_Angezeigter Text:_
Halle/Bielefeld. Einzeln werden die Angeklagten von den Justizwachtmeistern in den Sitzungssaal 1 des Bielefelder Landgerichts geführt. Es herrscht strikte Trennung der Tatverdächtigen, die derzeit in unterschiedlichen Gefängnissen in Untersuchungshaft sitzen. Seit gestern müssen sich vier Männer aus Bielefeld, Wuppertal, Werther und Dortmund wegen des Verdachts des schweren Raubes vor der XX. Großen Strafkammer des Landgerichts verantworten. Sie sind angeklagt, im vergangenen November mit weiteren Komplizen ein betagtes Ehepaar zu nachtschlafener Zeit in dessen Haus im Haller Ortsteil Hörste überfallen und ausgeraubt zu haben.
Die Auswertung der Funkzellen führte die Fahnder auf die Spur
Die Ermittler gehen bislang von folgendem Geschehen aus: Am 29. November 2017 begaben sich die nun angeklagten Ibrahim L. (32), Bashir F. (31), Berat B. (22) sowie Chris J. (23; Namen aller Betroffenen geändert) gemeinsam mit weiteren Komplizen zur Tiegstraße in Hörste. Dort hebelten die Männer mit einem Brecheisen die Terrassentür des einsam gelegenen Wohnhauses der Eheleute S. auf. Während einer der Täter draußen Schmiere stand, drangen die übrigen Angeklagten in das Haus der 80 Jahre alten Senioren ein. Sie begaben sich in das Schlafzimmer, in dem sich der pflegebedürftige S. und seine Frau schlafend im Bett befanden.
Die Frau erwachte, als die Eindringlinge den Raum betraten. Einer der Männer forderte sofort Geld von ihr, während die Mittäter bereits das Haus nach Stehlenswertem durchsuchten. Sie fanden 100 Euro Bargeld, die verängstigte Bewohnerin händigte ihnen darüber hinaus noch weitere 60 Euro aus. Mehr, so beteuerte die Frau, sei in dem Haus nicht zu holen.
Dies mochten die Täter zunächst nicht glauben: Sie fesselten die Seniorin mit mitgeführtem Klebeband an einen Stuhl und klebten ihr auch den Mund zu. Einer der Männer holte aus einer Schublade in der Küche ein Messer, das er der Überfallenen drohend an den Hals hielt. Schließlich erkannten die Täter, dass bei dem Ehepaar tatsächlich nicht mehr zu holen war. Mit 160 Euro Beute in der Tasche ließen sie die gefesselte Frau und ihren bettlägerigen Ehemann zurück.

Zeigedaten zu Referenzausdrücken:
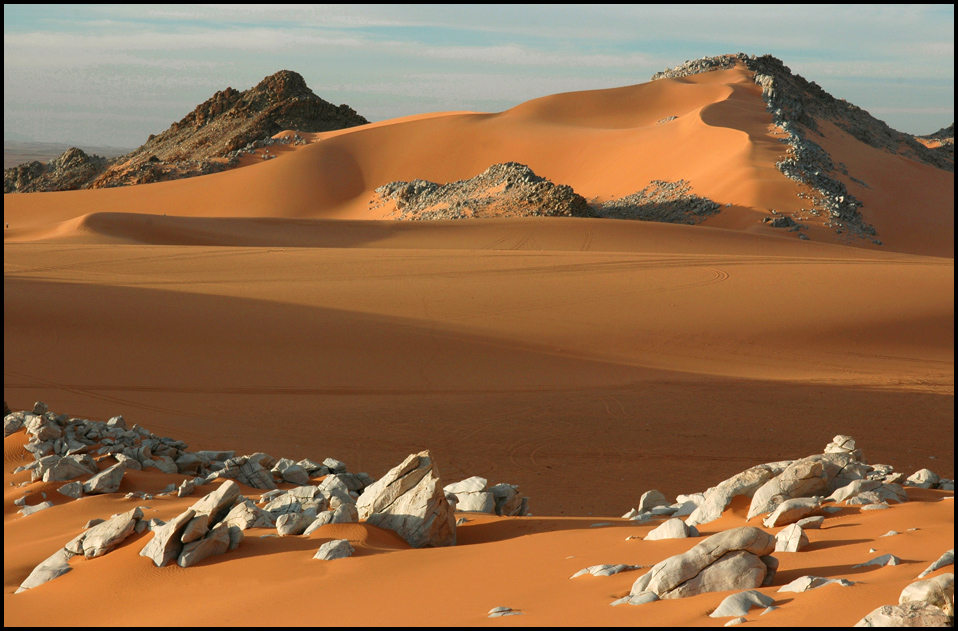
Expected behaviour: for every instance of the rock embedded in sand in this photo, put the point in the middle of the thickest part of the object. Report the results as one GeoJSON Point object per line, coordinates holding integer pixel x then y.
{"type": "Point", "coordinates": [739, 604]}
{"type": "Point", "coordinates": [790, 539]}
{"type": "Point", "coordinates": [909, 614]}
{"type": "Point", "coordinates": [725, 561]}
{"type": "Point", "coordinates": [166, 543]}
{"type": "Point", "coordinates": [409, 500]}
{"type": "Point", "coordinates": [336, 549]}
{"type": "Point", "coordinates": [107, 481]}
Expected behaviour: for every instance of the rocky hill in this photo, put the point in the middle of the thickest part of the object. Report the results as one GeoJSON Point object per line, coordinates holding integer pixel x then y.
{"type": "Point", "coordinates": [208, 139]}
{"type": "Point", "coordinates": [798, 106]}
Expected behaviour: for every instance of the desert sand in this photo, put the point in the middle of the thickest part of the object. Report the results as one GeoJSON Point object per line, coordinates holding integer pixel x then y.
{"type": "Point", "coordinates": [266, 308]}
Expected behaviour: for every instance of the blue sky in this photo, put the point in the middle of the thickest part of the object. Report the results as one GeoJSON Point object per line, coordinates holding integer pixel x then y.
{"type": "Point", "coordinates": [102, 74]}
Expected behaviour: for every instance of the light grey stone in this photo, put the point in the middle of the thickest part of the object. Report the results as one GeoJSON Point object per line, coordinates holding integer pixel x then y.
{"type": "Point", "coordinates": [106, 536]}
{"type": "Point", "coordinates": [909, 614]}
{"type": "Point", "coordinates": [409, 499]}
{"type": "Point", "coordinates": [739, 604]}
{"type": "Point", "coordinates": [216, 541]}
{"type": "Point", "coordinates": [73, 489]}
{"type": "Point", "coordinates": [732, 555]}
{"type": "Point", "coordinates": [805, 583]}
{"type": "Point", "coordinates": [107, 481]}
{"type": "Point", "coordinates": [651, 499]}
{"type": "Point", "coordinates": [790, 511]}
{"type": "Point", "coordinates": [291, 524]}
{"type": "Point", "coordinates": [166, 543]}
{"type": "Point", "coordinates": [52, 567]}
{"type": "Point", "coordinates": [880, 561]}
{"type": "Point", "coordinates": [196, 528]}
{"type": "Point", "coordinates": [671, 529]}
{"type": "Point", "coordinates": [336, 549]}
{"type": "Point", "coordinates": [946, 559]}
{"type": "Point", "coordinates": [790, 539]}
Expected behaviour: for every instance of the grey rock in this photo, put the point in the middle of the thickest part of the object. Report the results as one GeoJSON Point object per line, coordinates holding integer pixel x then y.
{"type": "Point", "coordinates": [672, 529]}
{"type": "Point", "coordinates": [732, 555]}
{"type": "Point", "coordinates": [790, 511]}
{"type": "Point", "coordinates": [217, 541]}
{"type": "Point", "coordinates": [336, 549]}
{"type": "Point", "coordinates": [790, 539]}
{"type": "Point", "coordinates": [291, 524]}
{"type": "Point", "coordinates": [805, 583]}
{"type": "Point", "coordinates": [196, 528]}
{"type": "Point", "coordinates": [106, 536]}
{"type": "Point", "coordinates": [909, 614]}
{"type": "Point", "coordinates": [107, 481]}
{"type": "Point", "coordinates": [946, 559]}
{"type": "Point", "coordinates": [409, 500]}
{"type": "Point", "coordinates": [73, 489]}
{"type": "Point", "coordinates": [54, 566]}
{"type": "Point", "coordinates": [881, 561]}
{"type": "Point", "coordinates": [166, 543]}
{"type": "Point", "coordinates": [739, 604]}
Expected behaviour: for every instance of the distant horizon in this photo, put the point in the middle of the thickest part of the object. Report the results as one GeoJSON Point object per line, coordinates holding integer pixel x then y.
{"type": "Point", "coordinates": [111, 76]}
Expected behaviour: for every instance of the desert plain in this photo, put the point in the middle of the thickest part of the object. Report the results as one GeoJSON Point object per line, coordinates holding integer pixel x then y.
{"type": "Point", "coordinates": [272, 308]}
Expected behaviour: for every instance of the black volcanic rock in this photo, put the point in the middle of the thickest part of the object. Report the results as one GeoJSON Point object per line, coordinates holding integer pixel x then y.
{"type": "Point", "coordinates": [228, 121]}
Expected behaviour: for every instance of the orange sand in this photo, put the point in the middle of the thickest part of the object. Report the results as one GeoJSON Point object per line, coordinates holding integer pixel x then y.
{"type": "Point", "coordinates": [585, 360]}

_Aufgabe A:_ Womit hebelten die Männer laut dem Bericht über den Überfall in Hörste die Terrassentür des Wohnhauses auf?
_Aufgabe B:_ Entnehmen Sie dem Bericht wortgetreu alles von „Halle/Bielefeld. Einzeln werden“ bis hinunter zu „ausgeraubt zu haben.“.
Stützen Sie sich ausschließlich auf den Bericht.

_Erwartete Antwort A:_ Mit einem Brecheisen.

_Erwartete Antwort B:_
Halle/Bielefeld. Einzeln werden die Angeklagten von den Justizwachtmeistern in den Sitzungssaal 1 des Bielefelder Landgerichts geführt. Es herrscht strikte Trennung der Tatverdächtigen, die derzeit in unterschiedlichen Gefängnissen in Untersuchungshaft sitzen. Seit gestern müssen sich vier Männer aus Bielefeld, Wuppertal, Werther und Dortmund wegen des Verdachts des schweren Raubes vor der XX. Großen Strafkammer des Landgerichts verantworten. Sie sind angeklagt, im vergangenen November mit weiteren Komplizen ein betagtes Ehepaar zu nachtschlafener Zeit in dessen Haus im Haller Ortsteil Hörste überfallen und ausgeraubt zu haben.